• BRIEF: What you should write out is every line from the one containing "</instance>" to the end of the data, exactly and with nothing else.

---+---

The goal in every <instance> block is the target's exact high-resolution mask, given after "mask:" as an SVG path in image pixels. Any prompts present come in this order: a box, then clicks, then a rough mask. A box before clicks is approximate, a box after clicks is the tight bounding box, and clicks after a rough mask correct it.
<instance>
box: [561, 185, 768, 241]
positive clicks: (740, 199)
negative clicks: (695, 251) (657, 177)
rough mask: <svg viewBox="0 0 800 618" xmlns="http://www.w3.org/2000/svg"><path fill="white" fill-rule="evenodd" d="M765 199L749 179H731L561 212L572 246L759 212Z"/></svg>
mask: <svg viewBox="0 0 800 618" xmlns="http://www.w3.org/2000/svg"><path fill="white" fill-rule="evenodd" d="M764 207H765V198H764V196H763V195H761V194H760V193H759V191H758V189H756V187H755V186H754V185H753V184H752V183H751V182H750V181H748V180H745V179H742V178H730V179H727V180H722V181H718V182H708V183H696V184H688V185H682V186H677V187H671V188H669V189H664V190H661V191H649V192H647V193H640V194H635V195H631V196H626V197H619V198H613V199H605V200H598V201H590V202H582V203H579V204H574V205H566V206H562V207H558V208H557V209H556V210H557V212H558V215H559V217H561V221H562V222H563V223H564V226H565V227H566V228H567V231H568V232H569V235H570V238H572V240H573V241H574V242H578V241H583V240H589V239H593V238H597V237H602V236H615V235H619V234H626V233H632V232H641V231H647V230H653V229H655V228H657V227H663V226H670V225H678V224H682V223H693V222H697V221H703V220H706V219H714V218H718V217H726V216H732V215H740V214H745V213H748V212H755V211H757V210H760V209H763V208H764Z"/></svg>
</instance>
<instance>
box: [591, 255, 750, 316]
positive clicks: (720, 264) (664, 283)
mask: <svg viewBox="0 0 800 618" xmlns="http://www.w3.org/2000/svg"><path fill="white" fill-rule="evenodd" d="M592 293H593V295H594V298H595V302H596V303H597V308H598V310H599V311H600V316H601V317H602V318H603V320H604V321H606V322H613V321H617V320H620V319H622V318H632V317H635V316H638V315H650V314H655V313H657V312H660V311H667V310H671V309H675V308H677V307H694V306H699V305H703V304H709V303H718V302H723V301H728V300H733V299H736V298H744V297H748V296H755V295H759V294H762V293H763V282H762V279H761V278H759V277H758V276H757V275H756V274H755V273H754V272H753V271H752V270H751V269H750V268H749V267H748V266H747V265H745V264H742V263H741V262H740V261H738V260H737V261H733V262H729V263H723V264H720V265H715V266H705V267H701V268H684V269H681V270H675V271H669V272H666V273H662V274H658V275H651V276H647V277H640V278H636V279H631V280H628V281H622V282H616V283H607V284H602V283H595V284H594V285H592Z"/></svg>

---+---

• EXERCISE ANSWER:
</instance>
<instance>
box: [591, 255, 750, 316]
positive clicks: (720, 264) (664, 283)
mask: <svg viewBox="0 0 800 618" xmlns="http://www.w3.org/2000/svg"><path fill="white" fill-rule="evenodd" d="M592 293H593V295H594V298H595V302H596V303H597V308H598V310H599V311H600V316H601V317H602V318H603V320H604V321H606V322H613V321H617V320H620V319H622V318H632V317H635V316H638V315H650V314H655V313H657V312H660V311H667V310H671V309H675V308H677V307H694V306H699V305H703V304H709V303H718V302H723V301H728V300H733V299H736V298H744V297H748V296H755V295H759V294H762V293H763V282H762V279H761V278H759V277H758V276H757V275H756V274H755V273H754V272H753V271H752V270H751V269H750V268H749V267H748V266H747V265H745V264H742V263H741V262H740V261H738V260H737V261H733V262H729V263H723V264H720V265H715V266H705V267H701V268H684V269H681V270H675V271H669V272H666V273H662V274H658V275H651V276H647V277H640V278H636V279H631V280H628V281H622V282H616V283H607V284H602V283H595V284H594V285H592Z"/></svg>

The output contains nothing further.